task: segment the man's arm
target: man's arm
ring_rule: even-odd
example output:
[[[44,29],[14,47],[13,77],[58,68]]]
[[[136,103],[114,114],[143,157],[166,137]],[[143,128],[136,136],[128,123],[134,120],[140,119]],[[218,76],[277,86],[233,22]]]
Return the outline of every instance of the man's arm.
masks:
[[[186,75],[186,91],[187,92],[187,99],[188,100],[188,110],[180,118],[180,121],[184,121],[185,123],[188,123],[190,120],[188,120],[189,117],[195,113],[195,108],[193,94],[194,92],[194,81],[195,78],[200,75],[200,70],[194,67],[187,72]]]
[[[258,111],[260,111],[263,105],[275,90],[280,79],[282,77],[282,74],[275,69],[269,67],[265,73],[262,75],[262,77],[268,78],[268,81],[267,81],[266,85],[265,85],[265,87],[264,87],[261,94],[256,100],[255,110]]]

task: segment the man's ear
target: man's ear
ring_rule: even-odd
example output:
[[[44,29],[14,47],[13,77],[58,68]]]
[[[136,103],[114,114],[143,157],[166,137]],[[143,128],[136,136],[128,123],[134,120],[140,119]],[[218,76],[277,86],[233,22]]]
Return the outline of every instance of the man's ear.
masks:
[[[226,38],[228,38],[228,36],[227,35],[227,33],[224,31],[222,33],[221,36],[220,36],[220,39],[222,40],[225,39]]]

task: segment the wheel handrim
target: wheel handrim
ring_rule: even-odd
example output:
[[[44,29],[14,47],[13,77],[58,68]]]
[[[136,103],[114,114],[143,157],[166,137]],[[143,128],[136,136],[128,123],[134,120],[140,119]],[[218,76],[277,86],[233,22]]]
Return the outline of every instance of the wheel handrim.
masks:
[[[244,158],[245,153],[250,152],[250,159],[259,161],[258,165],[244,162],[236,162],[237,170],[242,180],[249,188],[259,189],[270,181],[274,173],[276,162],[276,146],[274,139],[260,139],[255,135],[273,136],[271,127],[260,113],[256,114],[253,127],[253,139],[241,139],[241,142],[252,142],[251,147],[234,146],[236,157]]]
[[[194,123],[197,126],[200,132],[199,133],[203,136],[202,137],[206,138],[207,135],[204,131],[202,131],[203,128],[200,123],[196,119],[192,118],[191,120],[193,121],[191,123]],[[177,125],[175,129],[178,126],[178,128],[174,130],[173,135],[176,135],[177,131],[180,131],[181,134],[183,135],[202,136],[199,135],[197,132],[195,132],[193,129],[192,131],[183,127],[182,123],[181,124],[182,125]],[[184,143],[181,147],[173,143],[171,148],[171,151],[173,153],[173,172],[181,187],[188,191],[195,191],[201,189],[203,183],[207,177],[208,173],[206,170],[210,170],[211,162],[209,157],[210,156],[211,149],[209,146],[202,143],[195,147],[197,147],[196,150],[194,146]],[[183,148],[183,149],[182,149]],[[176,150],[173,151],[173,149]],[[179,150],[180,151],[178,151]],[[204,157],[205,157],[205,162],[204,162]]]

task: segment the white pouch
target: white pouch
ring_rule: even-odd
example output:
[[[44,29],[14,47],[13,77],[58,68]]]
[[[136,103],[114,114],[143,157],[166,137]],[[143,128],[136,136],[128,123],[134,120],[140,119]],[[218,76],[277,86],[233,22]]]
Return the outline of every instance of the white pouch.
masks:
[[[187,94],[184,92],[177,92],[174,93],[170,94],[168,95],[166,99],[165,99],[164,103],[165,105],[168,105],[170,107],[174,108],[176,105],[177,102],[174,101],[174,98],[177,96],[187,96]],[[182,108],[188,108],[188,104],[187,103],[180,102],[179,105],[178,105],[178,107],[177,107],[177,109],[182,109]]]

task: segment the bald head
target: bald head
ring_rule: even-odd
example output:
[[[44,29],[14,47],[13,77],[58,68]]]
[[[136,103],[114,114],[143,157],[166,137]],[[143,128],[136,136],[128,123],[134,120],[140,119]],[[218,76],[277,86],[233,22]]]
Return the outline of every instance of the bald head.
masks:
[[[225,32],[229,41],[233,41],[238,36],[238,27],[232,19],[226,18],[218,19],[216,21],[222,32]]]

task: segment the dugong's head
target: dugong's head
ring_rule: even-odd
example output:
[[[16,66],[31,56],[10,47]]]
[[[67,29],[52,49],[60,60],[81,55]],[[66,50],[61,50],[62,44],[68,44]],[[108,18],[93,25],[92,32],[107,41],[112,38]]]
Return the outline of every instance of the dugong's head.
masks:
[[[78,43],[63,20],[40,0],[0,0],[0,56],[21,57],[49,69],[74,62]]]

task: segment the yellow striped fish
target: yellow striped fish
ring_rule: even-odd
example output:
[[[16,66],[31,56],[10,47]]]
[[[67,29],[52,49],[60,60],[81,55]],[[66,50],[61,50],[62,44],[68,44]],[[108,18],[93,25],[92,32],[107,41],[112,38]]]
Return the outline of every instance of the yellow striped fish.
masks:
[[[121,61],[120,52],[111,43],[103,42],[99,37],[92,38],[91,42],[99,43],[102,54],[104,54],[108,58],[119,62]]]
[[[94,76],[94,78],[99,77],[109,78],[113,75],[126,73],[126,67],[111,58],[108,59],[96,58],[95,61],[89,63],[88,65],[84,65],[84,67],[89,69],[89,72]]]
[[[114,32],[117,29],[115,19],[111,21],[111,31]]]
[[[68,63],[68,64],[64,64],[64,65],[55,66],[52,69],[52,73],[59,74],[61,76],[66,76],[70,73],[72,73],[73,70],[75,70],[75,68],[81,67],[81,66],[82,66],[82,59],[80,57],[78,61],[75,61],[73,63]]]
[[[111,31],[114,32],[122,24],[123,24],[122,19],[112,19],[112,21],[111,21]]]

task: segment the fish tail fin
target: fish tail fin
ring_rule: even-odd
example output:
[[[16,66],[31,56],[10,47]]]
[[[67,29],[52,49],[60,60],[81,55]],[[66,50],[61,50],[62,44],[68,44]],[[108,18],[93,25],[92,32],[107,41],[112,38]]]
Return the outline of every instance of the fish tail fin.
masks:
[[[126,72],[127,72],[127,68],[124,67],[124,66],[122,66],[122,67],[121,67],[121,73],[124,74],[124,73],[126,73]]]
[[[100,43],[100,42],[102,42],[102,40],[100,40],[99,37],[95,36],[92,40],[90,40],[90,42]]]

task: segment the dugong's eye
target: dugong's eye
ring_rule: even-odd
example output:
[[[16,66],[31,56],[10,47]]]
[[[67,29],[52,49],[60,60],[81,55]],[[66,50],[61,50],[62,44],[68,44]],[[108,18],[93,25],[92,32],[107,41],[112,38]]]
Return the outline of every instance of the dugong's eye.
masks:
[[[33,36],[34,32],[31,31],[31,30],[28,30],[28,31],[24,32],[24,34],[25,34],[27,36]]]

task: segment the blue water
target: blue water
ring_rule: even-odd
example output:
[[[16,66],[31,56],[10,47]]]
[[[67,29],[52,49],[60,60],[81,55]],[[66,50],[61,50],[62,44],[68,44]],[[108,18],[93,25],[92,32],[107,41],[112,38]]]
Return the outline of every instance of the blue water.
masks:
++++++++++++++++++++
● Required task:
Reproduce everything from the line containing "task: segment the fish tail fin" down to the end of the data, both ends included, keeping the requests and their format samples unchanged. Multiply every polygon vertex coordinate in the answers by 1.55 and round each result to a whole number, with halves rounded up.

● Correct result:
task: segment the fish tail fin
target: fish tail fin
ring_rule: even-odd
example output:
[[[16,66],[31,56],[10,47]]]
[[[67,29],[52,49],[60,60],[81,55]],[[66,50],[61,50],[62,44],[68,44]],[[108,18],[93,25],[92,32],[107,41],[112,38]]]
Return the outline of every instance of the fish tail fin.
masks:
[[[195,112],[197,112],[197,105],[192,104],[192,102],[189,102],[189,104],[188,104],[188,113],[192,115],[192,113],[195,113]]]
[[[155,67],[155,65],[158,65],[158,62],[155,62],[153,57],[147,56],[143,62],[140,62],[140,65]]]

task: segment the dugong's eye
target: dugong's eye
ring_rule: even-odd
example output:
[[[16,66],[31,56],[10,47]]]
[[[67,29],[52,49],[60,60],[81,55]],[[66,50],[61,50],[62,44],[68,44]],[[108,18],[93,25],[92,32],[107,41],[112,38]]]
Return the outline of every instance of the dugong's eye.
masks:
[[[51,56],[53,50],[48,48],[48,47],[43,47],[43,48],[37,50],[37,53],[39,53],[42,56]]]

task: segment the blue water
target: blue water
ring_rule: even-odd
example output:
[[[16,66],[31,56],[10,47]]]
[[[67,29],[52,49],[60,60],[81,55]],[[66,50],[61,50],[62,44],[68,44]],[[108,18],[93,25],[92,32],[107,41],[112,38]]]
Return the outline of every instance of the blue water.
masks:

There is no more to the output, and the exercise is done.